• STATED TASK 1
In the blog excerpt about the Pentagon, what time does the 9-11 Commission give for when the plane hit the building?

• EXCERPT
+--
Working against this practical gain is this mysterious refrigerated-truck image, with its OBA/FBI, Saranwrap, Aerobed, empty-bodybag meme. Since the one true mar on the newspaper of record's earliest coverage, in its first article before 5pm that Tuesday, was a paragraph planted by the Pentagon saying they'd put out a call for a refrigerated truck from a local supermarket to handle the expected load. Like their casualty count inflated from 100 to 800, the prospect of a Winn Dixie hauling our hero's remains away, especially when they badly need to clean the filter on the air conditioner, is, well, tacky and not antiseptic.

Oh goody, goody, goody! A new clock for my clock blog!

Well, on second thought--how boring. What, did they buy a gross of those brown plastic battery-operated affairs at Target. And ho-hum, the point again?. Look how they put it: "The 9-11 Commission determined the plane hit the building at 9:37am," like, we don't have a say, let's blame them, they haven't any credibility left anyway. Who cares if people remember explosions and crashes running from 9:20am clear through to 9:45am. Those were tires exploding and oxygen bottles going off and sonic bombs, I mean booms.

The seismic laboratories got clear readings from the strikes and the falls of both towers in New York City, but they could find nothing recordable from Arlington, although one might think a 757 hitting the base of a solid masonry building would shake the ground more than a 767 hitting high up on what is, essentially, an elastic tuning fork. But what's this? The observatories were charged with only looking for activity within a three-minute window surrounding the 9-11 Commission established strike time? Oh. I see.

Vertical-Component Seismic Records Covering Time Window of Plane Impact
at Pentagon on September 11, 2001, 09:36:30 to 09:39:30 (EDT), 0.6-5 Hz

Here's a nice photograph of a flight-data recorder resting comfortably on some concrete. Dig the caption: "Flight data recorder found in the building near the hole in the inner C Ring wall leading to A-E Drive." Does this mean they've given up ascribing some legitimacy to that hole, by speaking of it only in generic terms? "The hole that does not speak its name," works.

But look. Finally! After all this time, of taking, and distributing, maybe a hundred different images of that V hole, they find the first, original, shot, still smoking, the one before the FBI man took away the jet-liner's wheel for safe-keeping! Yes!. But what's that damn bridge doing there? That wasn't there before was it? Quick, better call Metcalf.

Here are three illustrations, that keep getting better. It's the first we've seen of the second floor. Where Maude was DOA, and Birdwell, His "well done, my good and faithful servant," just kept getting...more, w e l l d o n e! Har, har, har!

A new kind of interior shot, coolly labeled, Below: An inside view.
Unfortunately, a little too close to, Below, An inside job.
+--
• SOURCE DATA
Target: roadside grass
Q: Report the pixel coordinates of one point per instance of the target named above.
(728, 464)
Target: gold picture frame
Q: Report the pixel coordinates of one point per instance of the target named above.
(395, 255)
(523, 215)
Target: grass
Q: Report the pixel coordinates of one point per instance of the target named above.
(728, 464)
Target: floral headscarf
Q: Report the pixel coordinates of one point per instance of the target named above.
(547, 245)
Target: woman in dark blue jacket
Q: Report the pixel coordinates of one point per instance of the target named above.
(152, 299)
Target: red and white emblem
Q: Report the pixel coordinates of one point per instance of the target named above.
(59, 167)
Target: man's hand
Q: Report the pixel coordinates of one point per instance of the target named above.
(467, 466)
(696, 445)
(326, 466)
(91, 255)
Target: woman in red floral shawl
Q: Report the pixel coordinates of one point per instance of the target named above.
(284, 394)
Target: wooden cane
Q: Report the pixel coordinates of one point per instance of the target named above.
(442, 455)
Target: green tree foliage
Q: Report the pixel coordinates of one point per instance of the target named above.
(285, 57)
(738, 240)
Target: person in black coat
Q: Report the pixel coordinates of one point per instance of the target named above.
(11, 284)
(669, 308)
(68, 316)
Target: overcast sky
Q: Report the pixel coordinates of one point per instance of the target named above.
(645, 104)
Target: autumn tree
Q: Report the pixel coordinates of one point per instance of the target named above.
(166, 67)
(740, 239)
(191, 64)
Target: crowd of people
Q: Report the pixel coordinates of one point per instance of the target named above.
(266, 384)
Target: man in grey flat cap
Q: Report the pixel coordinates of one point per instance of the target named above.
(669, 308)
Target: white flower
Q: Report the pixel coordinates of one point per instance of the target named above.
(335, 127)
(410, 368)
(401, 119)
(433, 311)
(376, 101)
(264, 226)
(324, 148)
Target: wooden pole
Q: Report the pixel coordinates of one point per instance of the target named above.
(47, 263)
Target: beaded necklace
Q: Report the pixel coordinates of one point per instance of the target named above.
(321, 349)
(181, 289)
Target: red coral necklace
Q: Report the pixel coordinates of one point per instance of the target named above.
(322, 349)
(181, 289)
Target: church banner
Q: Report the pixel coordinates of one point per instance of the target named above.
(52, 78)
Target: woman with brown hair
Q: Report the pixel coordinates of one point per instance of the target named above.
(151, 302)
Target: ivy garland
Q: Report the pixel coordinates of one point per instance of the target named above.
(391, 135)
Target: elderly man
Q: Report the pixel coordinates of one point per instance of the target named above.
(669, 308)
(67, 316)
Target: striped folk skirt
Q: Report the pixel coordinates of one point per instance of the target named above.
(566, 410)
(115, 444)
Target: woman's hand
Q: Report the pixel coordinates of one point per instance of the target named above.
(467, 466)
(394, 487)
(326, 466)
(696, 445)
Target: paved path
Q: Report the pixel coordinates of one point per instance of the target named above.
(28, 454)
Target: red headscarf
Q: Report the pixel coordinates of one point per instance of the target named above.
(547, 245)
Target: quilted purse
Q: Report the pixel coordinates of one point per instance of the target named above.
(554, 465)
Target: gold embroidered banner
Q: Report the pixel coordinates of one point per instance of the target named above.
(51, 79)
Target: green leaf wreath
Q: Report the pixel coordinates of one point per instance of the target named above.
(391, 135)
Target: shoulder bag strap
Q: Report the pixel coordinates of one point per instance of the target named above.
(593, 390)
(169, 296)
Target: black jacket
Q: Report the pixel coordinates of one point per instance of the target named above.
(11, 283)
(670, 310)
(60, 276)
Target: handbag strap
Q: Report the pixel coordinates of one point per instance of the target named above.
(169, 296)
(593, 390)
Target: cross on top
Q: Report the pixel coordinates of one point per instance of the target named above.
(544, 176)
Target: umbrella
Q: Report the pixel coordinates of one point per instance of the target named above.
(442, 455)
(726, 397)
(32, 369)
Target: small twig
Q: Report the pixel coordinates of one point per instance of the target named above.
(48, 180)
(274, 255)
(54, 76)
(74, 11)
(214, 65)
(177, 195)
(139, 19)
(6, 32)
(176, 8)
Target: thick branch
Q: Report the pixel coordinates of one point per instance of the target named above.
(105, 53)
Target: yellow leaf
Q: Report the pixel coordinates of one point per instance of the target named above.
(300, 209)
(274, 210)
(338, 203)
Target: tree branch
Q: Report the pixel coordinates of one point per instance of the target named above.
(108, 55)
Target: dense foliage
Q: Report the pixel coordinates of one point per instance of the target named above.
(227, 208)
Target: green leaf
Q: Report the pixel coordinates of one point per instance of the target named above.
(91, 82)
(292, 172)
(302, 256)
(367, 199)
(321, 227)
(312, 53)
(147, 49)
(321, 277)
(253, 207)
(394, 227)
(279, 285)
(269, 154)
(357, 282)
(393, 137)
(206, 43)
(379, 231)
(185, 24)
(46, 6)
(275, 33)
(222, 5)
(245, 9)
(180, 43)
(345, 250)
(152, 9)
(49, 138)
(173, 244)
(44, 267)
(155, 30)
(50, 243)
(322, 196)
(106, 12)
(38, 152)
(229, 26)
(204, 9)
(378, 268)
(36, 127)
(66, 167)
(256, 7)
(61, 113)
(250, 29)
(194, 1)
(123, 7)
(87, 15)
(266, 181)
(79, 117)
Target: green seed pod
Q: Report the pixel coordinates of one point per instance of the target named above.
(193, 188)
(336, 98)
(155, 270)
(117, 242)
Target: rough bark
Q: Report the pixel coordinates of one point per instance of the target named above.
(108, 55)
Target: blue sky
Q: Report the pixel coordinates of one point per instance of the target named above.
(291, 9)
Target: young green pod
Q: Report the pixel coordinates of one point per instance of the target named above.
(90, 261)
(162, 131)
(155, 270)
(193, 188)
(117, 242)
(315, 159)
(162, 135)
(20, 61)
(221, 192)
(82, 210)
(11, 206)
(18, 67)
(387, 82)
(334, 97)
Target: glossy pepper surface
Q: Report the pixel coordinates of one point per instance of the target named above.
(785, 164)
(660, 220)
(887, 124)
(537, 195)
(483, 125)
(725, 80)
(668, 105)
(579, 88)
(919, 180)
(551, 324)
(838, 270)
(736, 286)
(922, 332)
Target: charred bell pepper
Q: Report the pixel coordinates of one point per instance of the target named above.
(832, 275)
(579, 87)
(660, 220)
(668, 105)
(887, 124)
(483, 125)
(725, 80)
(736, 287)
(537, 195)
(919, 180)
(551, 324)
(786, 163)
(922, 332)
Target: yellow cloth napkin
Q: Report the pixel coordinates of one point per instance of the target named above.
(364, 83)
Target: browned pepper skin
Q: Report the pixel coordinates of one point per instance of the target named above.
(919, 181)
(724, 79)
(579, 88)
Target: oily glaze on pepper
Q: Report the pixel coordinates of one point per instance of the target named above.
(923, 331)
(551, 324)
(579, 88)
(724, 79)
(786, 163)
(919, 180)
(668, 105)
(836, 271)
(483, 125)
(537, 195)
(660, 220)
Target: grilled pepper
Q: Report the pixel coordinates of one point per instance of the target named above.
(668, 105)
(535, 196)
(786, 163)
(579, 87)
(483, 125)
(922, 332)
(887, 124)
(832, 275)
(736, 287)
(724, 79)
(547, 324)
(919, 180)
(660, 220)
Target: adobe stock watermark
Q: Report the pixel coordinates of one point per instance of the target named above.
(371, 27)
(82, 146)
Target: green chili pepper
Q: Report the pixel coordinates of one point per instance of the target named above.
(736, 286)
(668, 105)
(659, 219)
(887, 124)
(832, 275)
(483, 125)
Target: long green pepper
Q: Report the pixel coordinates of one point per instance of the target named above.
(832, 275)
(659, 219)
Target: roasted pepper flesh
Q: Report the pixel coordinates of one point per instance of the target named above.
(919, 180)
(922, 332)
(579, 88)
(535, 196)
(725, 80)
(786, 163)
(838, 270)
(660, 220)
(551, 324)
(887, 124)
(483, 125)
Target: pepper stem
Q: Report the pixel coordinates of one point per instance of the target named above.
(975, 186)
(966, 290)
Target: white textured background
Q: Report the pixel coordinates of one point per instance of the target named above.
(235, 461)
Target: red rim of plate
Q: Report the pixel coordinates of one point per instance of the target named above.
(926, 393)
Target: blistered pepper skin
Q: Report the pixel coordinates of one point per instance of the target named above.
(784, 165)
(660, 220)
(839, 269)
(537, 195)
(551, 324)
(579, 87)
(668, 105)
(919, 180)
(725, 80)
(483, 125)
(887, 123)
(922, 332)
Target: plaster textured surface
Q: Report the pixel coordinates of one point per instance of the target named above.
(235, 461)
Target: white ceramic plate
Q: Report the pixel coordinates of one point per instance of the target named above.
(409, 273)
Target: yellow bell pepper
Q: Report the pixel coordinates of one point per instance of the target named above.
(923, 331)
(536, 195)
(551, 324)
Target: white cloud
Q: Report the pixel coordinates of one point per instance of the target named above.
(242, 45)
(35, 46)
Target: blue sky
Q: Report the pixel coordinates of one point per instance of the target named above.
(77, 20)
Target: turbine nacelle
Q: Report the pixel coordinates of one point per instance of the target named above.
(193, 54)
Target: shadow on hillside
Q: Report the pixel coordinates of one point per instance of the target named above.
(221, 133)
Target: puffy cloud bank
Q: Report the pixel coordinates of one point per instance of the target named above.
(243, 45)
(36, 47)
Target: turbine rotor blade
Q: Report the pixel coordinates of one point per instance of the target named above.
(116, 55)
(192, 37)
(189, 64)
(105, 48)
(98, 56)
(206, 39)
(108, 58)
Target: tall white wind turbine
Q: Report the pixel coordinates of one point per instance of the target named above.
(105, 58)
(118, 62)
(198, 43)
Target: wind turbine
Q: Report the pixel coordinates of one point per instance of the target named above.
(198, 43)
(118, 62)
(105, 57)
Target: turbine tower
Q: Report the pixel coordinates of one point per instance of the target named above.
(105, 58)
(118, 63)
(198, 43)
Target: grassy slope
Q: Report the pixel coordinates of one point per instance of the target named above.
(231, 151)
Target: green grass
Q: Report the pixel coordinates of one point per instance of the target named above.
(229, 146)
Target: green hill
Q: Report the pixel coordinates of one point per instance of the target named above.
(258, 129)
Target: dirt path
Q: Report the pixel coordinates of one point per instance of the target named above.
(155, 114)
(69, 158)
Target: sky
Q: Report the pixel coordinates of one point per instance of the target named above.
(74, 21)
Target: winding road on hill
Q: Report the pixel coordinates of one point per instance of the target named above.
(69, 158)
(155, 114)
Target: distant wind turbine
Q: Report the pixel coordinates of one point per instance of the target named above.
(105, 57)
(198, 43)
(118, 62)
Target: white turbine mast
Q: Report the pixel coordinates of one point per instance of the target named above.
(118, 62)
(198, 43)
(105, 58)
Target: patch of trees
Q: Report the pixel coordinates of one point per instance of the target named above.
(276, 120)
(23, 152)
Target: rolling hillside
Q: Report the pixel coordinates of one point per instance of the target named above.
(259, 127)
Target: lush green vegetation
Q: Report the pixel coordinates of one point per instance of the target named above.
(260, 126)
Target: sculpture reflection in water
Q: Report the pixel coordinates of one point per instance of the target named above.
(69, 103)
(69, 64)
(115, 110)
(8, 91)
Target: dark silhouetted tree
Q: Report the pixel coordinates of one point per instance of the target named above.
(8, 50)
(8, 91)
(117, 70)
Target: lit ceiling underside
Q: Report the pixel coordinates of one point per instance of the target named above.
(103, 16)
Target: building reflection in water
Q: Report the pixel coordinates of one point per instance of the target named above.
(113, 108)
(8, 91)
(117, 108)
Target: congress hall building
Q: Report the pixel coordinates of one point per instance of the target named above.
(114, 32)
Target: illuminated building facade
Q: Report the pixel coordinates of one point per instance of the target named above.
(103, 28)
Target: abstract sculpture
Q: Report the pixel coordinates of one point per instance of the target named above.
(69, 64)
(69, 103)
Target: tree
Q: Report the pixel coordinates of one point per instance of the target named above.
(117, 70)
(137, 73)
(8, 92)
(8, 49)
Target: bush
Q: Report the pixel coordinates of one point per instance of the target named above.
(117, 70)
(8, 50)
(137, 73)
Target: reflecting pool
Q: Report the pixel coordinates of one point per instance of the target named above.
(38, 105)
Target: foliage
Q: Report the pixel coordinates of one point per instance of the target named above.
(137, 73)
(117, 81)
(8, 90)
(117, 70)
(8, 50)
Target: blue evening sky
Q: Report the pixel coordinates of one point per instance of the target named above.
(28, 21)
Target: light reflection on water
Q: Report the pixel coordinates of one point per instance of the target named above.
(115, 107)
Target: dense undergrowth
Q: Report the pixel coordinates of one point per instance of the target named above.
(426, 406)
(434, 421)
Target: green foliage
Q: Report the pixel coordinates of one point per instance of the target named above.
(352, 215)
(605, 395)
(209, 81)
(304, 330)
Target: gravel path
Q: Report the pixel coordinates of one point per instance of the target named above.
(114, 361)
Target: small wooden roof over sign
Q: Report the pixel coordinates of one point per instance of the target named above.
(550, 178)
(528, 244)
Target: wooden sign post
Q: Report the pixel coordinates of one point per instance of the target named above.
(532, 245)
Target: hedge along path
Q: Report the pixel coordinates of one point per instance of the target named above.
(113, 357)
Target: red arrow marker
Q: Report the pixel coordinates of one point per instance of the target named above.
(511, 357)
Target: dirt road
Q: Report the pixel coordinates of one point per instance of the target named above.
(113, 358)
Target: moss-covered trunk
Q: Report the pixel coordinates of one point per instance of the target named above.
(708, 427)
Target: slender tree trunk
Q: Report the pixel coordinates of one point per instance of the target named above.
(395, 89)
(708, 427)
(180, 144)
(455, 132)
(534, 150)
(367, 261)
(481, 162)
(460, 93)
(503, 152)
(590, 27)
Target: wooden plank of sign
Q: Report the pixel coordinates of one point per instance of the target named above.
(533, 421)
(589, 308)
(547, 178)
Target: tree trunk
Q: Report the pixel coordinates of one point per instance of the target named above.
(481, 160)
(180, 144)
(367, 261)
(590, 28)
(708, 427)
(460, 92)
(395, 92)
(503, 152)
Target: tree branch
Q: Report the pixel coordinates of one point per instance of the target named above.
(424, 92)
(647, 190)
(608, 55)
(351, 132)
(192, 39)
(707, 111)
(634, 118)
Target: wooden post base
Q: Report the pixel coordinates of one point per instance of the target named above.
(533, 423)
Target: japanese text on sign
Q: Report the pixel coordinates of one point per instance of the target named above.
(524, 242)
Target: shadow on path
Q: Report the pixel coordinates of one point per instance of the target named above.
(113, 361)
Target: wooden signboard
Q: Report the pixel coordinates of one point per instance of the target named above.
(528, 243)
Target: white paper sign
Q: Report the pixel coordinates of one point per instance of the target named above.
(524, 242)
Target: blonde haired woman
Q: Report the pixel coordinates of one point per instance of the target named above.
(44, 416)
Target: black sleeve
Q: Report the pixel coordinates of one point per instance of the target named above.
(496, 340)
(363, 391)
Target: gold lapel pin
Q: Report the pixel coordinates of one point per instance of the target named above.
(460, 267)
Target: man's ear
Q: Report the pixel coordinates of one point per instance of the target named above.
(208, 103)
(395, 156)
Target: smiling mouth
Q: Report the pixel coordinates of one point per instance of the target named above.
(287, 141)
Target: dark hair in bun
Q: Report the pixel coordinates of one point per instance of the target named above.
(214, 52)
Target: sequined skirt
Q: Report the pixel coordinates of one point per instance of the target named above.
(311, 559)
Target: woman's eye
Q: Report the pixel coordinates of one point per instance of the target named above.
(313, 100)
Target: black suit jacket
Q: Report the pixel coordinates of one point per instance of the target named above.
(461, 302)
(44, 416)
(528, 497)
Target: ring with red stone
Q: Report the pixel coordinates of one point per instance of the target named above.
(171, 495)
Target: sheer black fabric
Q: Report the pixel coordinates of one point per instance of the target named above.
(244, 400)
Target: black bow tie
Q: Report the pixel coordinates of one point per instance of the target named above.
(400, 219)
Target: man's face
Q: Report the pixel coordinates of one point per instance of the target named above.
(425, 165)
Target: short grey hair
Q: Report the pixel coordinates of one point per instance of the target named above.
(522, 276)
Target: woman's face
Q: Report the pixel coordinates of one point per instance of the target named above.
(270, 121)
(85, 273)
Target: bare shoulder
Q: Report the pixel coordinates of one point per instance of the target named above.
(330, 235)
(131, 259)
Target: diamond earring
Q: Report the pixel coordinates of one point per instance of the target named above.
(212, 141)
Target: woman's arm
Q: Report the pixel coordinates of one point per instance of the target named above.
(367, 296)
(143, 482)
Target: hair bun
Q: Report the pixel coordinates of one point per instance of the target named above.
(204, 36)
+--
• STATED TASK 2
Lay out as a numbered list the lines of the entries starting with the line with "Target: diamond earring" and going on through the last line of the entries, leaving out blank lines.

• FINAL ANSWER 1
9:37am

• FINAL ANSWER 2
1. Target: diamond earring
2. Q: Report the pixel coordinates of one point per instance of the target named above.
3. (212, 141)
4. Target: woman's arm
5. Q: Report the pixel coordinates of one point per instance of the target named above.
6. (367, 296)
7. (143, 482)
8. Target: hair bun
9. Q: Report the pixel coordinates of one point per instance of the target named above.
10. (204, 36)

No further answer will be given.